▸ Provided text
%%

At 6.30am Stav (my NSW team mate) and his partner in crime, Matt “Rabs” O’Brien (both Owners and Coaches at CrossFit Zelos), picked me up and we made our way to a local café for a stiff coffee and brekky.

By 7.30am we were back at the arena amongst the very fit old people. The scent of Voltaren wafted through the air but everyone was in good spirits.

Today’s itinerary would consist of 3 individual workouts, the results of which would go towards the State Team’s total score. We received a brief instruction/warning from Master’s League mastermind, Joe Riego not to drop bars from overhead as the rubber gym mats placed on top of the spongy running track created a trampoline effect. Bouncing bars and old people don’t mix apparently.

Workout number 1 for me was 21-15-9 Burpee Box Jump Overs with each set sandwiched between 200m “Runs”. If I had to choose a workout to leave out of the weekend, this was it. It was going to be an all out effort with my engine being the limiting factor. The movements themselves weren’t hard. My engine was in dire need of a service so I knew it was going to be tough.

We watched some heats before us with guys red-lining on the first run. They got back to the box fast for the burpees but then died. Their next runs were much, much slower.   We (the guys in my heat) decided to go out easy so as not to blow out early. I was happy with that.   21 Burpees done at speed takes a lot out of you. 21 Burpee Box jump Overs just suck. I can do them but they suck!

We lined up beside our boxes on the start line. OK, here goes – getting the worst WOD out of the way first.

3, 2, 1, Go! I took off at maybe 70%. Most of the field ran out in front of me. That’s cool – stick to the plan, take it easy. I got to the turnaround bollard, and slipped, but pushed on back to the box. By the time I started my burpees, I could hear the Judges beside me counting 3…4…5 for their athletes. “Just get through it” I said in my head.

%%

▸ Material
%%

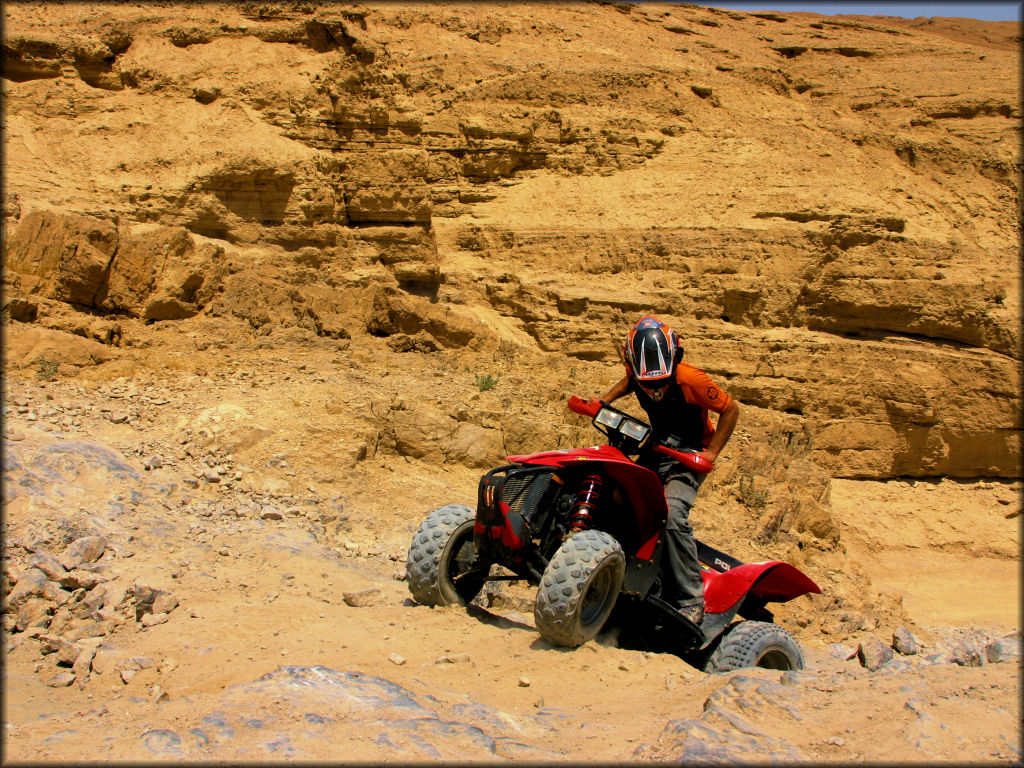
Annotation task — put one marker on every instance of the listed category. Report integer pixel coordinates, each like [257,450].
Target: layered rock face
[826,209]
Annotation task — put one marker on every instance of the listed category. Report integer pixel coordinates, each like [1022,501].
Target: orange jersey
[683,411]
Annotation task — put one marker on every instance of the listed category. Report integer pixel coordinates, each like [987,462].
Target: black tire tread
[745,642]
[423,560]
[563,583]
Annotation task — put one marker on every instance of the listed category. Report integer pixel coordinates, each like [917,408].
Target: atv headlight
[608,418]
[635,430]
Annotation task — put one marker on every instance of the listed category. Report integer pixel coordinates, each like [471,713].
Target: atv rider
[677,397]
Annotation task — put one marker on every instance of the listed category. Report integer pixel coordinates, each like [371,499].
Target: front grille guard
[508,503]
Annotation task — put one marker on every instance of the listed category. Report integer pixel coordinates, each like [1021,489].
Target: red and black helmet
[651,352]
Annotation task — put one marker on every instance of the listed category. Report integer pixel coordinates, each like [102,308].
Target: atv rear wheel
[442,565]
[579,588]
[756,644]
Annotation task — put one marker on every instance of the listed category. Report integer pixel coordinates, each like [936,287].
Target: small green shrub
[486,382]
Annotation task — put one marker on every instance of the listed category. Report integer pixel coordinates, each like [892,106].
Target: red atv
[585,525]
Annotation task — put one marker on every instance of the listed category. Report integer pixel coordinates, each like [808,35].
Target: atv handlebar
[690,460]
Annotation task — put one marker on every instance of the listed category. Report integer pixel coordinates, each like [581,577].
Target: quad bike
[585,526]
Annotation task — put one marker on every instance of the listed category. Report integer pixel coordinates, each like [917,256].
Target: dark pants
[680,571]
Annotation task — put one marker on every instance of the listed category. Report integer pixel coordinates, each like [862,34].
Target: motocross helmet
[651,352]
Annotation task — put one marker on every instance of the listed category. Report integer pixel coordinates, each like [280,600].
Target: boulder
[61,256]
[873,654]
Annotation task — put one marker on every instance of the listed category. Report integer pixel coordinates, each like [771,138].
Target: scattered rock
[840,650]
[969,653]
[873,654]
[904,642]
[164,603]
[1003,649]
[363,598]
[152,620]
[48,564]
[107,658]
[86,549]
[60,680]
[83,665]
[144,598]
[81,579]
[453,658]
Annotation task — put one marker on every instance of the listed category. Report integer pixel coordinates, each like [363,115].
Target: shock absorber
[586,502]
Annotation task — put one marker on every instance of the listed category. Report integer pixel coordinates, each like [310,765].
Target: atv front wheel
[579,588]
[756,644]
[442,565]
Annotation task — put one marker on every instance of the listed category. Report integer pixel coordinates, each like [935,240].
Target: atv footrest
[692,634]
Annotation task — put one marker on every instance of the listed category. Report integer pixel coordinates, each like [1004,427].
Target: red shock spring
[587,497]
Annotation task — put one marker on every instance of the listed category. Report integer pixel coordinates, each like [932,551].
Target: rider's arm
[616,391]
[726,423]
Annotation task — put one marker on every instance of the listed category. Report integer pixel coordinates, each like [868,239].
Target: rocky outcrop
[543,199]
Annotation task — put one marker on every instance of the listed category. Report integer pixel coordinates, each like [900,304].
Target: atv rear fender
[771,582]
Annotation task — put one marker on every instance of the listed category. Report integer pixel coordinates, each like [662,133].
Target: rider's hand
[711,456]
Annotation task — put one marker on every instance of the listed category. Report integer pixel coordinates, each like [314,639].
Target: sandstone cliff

%%

▸ Jobs
[A] Can you reproduce the part of the CrossFit account starting with "At 6.30am Stav" and going on through "in good spirits."?
[B] How many lines of the rows contain the string "shock", counting case? Give only the number.

▸ Task-by-task results
[A]
At 6.30am Stav (my NSW team mate) and his partner in crime, Matt “Rabs” O’Brien (both Owners and Coaches at CrossFit Zelos), picked me up and we made our way to a local café for a stiff coffee and brekky.

By 7.30am we were back at the arena amongst the very fit old people. The scent of Voltaren wafted through the air but everyone was in good spirits.

[B] 2